— BEGIN DATA FOR THIS TASK —
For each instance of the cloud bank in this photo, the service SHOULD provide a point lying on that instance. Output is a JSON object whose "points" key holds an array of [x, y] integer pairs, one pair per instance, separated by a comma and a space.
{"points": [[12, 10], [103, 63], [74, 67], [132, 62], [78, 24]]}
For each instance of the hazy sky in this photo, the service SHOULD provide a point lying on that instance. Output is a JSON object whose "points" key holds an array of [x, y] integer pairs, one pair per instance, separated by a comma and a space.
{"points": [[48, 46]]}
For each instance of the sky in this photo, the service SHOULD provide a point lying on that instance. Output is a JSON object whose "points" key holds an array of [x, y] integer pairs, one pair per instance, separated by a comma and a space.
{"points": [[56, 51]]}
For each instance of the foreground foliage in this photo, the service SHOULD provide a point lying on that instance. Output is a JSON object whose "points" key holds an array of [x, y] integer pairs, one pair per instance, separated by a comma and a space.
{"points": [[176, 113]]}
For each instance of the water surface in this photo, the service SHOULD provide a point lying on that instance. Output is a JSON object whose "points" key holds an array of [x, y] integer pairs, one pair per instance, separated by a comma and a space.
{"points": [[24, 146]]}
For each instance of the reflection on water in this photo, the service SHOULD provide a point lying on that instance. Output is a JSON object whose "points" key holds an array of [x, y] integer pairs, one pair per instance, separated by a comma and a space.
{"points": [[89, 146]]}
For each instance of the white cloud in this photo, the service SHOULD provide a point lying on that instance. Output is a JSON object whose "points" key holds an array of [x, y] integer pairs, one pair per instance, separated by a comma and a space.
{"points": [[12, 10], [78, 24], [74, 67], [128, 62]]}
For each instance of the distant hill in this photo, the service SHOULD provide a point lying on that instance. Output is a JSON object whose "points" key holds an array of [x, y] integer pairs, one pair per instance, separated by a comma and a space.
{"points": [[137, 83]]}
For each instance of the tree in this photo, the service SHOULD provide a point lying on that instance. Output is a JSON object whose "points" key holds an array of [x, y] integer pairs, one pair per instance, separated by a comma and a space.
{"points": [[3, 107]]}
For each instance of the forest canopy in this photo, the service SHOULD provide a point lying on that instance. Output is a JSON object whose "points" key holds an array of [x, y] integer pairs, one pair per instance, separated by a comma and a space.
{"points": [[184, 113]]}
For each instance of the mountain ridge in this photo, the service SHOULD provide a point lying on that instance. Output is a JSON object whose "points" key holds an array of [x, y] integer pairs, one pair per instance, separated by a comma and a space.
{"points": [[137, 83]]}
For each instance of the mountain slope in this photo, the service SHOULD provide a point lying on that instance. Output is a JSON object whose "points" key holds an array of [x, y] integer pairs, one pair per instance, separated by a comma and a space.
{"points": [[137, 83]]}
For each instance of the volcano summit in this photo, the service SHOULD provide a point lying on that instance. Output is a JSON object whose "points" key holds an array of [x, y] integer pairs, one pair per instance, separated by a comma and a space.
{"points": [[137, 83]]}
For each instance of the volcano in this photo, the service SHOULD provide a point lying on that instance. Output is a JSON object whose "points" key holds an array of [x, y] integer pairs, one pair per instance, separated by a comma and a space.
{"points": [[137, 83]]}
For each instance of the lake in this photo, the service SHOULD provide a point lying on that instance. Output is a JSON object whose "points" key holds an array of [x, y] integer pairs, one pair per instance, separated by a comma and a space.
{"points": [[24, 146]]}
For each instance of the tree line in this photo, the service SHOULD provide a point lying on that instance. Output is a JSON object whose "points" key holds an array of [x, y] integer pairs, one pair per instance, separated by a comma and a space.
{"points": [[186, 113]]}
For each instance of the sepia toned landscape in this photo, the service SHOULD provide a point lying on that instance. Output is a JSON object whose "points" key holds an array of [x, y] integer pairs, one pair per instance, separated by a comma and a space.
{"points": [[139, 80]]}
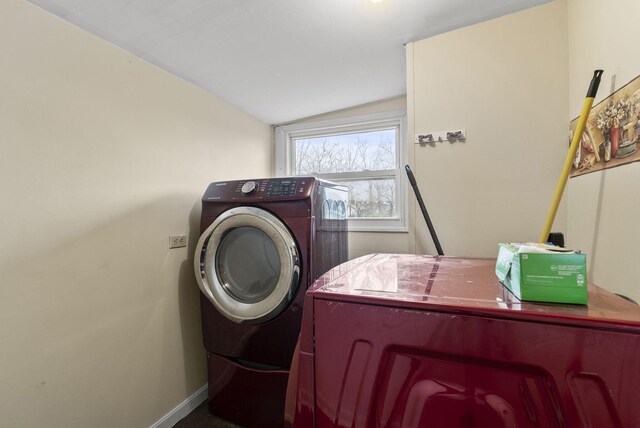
— END DATA FOR THIS TASK —
REQUEST:
Rewrite all the lines above with "photo" swapped for "image" and nothing else altered. Omit the pictures from your answer.

EXERCISE OUTPUT:
For each instance of the cloud bank in this image, the service SHOULD provide a point lying on that instance. Output is a JSON object whose "points" key holds an array of [x, y] integer pairs, one pair per instance, separated by a comma and a space.
{"points": [[12, 10], [103, 63], [74, 67], [132, 62], [78, 24]]}
For each instance of the hazy sky in this image, the service SHOULD provide a point lying on that instance. Output is a JSON object whose "points" key holds an array of [x, y] integer pairs, one pair per instance, separated by a comma and a space.
{"points": [[48, 46]]}
For each instance of the sky in this image, the service SHOULD provide a point lying on that instance. Output is a JSON object whose "points" key holds an array of [x, y] integer pairs, one pair per instance, separated by a comma and a space.
{"points": [[56, 51]]}
For each instance of the foreground foliage in this image, the service SHOULD provide a point lying on that instance. Output is a JSON object whose "points" key holds an array of [x, y] integer pairs, one pair per instance, separated by a comma and a space.
{"points": [[176, 113]]}
For each instance of the water surface in this image, the service SHOULD provide a point lying on that instance. Output is a JSON object whose "points" key holds an array of [x, y] integer pairs, one pair per instance, separated by a comma and a space.
{"points": [[24, 146]]}
For each instance of the reflection on water in this image, the service SHOULD provide a point lying on that instance. Output is a JSON object whose "points" key holds an array of [x, y] integer pairs, one pair per instance, separated by a comma and a space.
{"points": [[89, 146]]}
For each instance of the white cloud in this image, the service SHOULD provide a point lying on that instance. Output is a JSON object whose "points" key holds an array of [x, y] integer pairs, one pair per instance, separated by a comma and a space.
{"points": [[12, 10], [78, 24], [74, 67], [128, 62]]}
For each instance of the distant hill in this image, the service SHOULD provide a point lying on that instance. Output is a JSON object whose "points" key holds an array of [x, y] integer pairs, one pair per instance, separated by a comma and a space.
{"points": [[137, 83]]}
For each instance of the tree in this image, the service SHOULD provide a point lying on that instance. Output is a JSON object whose "points" key holds an array of [x, y] integer pairs, one pair per instance, separated by a comma and a space.
{"points": [[3, 107]]}
For each instance of the forest canopy in this image, the service SHOULD provide a point lying on that instance. Output is a JSON object whose "points" key holds an array of [x, y] integer pairs, one pair per instance, separated by a comma and a space.
{"points": [[184, 113]]}
For each instance of the mountain ridge in this image, the service SHOULD provide a point lying on that instance. Output is a JSON object whose "points" key holds an array of [x, y] integer pairs, one pair per instance, separated by a comma and a space.
{"points": [[137, 83]]}
For each instance of the mountain slope in this image, the service SHOULD provide a point lying on that instance. Output is a JSON object whose "points" key holds an array of [x, y] integer pairs, one pair per instance, separated by a comma and a space.
{"points": [[137, 83]]}
For each instance of the volcano summit in this image, the service SHOULD provide a point lying on that instance. Output is a JSON object whose "points" key holds an array of [x, y] integer pairs, one pair per instance, separated by a comma and a space.
{"points": [[137, 83]]}
For each instance of the volcano in this image, the service SHOULD provide a point lying on that instance. Output is a JSON object whose "points" key holds an array of [x, y] integer pairs, one pair per instance, separated by a comma and a space.
{"points": [[137, 83]]}
For each instance of the lake in this image, the service SHOULD provide a point lying on that instance. Output is a JSON object whose "points" key holds an array of [x, y] integer pairs, one pair per instance, separated by a comma and a space.
{"points": [[24, 146]]}
For each instance of the tree line in this image, the service SHOULD provide a point lying on that instance. Output is a JSON object whose "points" key holds an array of [x, y] integer pairs, one pair per instance, separated by a comma and a space.
{"points": [[186, 113]]}
For each instance of the sepia toned landscape in this image, the service SHOULD provide a point lying on that instance. Output is a JSON object whose "points" key holds an array of [x, y] integer pairs, one pair per instance, separated by a comma and a space.
{"points": [[139, 80]]}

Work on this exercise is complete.